# What you will do:
Give the lines from the one with "row: child lying on trampoline" to the one with "Each instance of the child", both included, as a numbered list with blank lines left out.

──────── Task input ────────

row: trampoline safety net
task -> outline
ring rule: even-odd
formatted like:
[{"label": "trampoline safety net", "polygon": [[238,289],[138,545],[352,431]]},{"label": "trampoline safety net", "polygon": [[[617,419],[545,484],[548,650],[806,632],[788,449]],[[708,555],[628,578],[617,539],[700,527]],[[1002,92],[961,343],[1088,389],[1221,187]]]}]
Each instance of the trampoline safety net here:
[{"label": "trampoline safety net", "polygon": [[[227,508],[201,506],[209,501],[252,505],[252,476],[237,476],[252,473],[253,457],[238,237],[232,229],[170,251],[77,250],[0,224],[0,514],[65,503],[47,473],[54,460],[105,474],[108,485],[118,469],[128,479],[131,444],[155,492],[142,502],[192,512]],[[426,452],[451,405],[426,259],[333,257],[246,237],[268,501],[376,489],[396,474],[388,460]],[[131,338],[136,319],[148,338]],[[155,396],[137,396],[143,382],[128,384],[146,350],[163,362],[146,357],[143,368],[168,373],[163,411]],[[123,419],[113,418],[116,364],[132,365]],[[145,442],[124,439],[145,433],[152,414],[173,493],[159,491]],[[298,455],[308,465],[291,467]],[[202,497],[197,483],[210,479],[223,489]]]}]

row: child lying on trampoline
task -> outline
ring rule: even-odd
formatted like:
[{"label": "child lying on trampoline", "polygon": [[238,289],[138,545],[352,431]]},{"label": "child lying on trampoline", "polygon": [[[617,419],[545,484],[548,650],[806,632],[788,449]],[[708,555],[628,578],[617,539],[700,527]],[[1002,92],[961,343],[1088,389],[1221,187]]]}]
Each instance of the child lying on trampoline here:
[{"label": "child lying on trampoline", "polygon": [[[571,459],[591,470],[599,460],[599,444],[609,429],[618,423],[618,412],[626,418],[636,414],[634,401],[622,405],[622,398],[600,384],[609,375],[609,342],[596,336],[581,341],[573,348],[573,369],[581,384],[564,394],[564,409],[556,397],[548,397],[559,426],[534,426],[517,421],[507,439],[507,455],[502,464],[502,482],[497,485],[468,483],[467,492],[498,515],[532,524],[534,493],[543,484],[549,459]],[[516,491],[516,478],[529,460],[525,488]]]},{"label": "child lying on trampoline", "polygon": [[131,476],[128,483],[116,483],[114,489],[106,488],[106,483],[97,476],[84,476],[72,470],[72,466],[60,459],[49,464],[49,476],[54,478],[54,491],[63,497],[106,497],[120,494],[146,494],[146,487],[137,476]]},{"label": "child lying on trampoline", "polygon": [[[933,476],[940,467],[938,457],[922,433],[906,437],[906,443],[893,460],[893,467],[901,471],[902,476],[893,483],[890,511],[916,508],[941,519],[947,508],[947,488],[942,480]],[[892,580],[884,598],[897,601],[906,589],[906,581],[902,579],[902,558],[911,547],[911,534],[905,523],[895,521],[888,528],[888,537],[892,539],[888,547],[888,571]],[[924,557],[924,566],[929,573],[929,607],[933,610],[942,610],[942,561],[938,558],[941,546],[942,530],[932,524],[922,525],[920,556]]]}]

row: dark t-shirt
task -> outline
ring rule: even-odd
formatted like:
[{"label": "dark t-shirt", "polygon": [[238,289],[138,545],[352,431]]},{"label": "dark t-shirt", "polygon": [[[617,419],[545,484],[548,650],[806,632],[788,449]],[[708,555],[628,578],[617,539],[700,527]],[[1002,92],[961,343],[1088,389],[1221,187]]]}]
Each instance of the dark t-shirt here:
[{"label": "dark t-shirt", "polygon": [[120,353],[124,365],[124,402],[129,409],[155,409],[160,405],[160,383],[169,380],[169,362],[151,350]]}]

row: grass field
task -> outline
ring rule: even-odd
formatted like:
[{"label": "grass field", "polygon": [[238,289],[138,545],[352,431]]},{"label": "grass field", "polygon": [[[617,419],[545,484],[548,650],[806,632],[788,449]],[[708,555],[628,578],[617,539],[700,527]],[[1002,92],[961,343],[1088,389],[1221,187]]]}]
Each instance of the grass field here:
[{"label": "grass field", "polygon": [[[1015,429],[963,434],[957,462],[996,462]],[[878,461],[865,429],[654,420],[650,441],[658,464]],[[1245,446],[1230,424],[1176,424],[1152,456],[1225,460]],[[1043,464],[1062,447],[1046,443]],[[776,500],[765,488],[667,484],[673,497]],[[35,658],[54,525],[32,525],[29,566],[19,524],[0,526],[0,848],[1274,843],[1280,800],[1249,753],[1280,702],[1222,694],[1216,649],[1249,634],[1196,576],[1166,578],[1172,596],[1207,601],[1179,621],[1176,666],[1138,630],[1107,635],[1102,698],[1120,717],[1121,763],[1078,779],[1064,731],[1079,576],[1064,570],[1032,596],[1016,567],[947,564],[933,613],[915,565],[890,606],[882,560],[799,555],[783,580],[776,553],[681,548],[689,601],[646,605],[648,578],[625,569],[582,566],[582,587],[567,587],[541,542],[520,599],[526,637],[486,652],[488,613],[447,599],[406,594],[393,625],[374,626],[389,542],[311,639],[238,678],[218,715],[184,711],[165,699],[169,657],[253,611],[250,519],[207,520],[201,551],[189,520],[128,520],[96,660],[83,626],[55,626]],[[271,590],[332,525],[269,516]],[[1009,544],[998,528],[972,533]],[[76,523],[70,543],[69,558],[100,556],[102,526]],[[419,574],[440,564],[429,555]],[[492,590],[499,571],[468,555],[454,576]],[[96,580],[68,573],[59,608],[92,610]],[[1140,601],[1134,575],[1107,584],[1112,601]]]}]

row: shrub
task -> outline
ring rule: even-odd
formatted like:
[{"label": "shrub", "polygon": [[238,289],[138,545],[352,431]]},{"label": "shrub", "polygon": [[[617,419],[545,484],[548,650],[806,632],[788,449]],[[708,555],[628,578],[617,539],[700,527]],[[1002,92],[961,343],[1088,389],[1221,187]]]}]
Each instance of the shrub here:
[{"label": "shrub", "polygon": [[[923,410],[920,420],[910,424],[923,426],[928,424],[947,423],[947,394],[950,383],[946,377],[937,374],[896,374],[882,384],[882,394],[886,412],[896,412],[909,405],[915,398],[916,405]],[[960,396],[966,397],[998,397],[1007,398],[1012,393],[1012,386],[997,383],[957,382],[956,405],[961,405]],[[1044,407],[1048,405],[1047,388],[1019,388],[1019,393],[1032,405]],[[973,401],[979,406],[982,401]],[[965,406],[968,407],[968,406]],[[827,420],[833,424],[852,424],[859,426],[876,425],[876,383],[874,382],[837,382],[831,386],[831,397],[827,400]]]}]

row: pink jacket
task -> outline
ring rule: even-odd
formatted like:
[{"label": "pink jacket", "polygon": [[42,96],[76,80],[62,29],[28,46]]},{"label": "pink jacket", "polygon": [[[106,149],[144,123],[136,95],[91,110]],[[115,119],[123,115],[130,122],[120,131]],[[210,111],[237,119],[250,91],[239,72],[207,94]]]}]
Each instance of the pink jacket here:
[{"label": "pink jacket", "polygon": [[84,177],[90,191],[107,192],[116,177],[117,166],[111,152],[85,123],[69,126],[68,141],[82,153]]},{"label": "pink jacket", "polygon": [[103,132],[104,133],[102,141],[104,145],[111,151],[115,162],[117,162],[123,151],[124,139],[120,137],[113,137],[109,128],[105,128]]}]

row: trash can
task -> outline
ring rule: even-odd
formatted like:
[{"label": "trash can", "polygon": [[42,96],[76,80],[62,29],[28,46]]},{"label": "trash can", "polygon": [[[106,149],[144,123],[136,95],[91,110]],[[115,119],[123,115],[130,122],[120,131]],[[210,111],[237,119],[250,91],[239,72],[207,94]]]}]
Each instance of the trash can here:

────────

# Full solution:
1. row: child lying on trampoline
2. task -> outline
3. ring rule: even-odd
4. formatted like:
5. [{"label": "child lying on trampoline", "polygon": [[238,289],[138,545],[352,431]]},{"label": "child lying on trampoline", "polygon": [[[617,419],[545,484],[548,650],[806,632],[788,449]],[[708,555],[628,578],[617,539],[700,527]],[[1002,92],[961,343],[1088,389],[1221,187]]]}]
6. Each instance of the child lying on trampoline here:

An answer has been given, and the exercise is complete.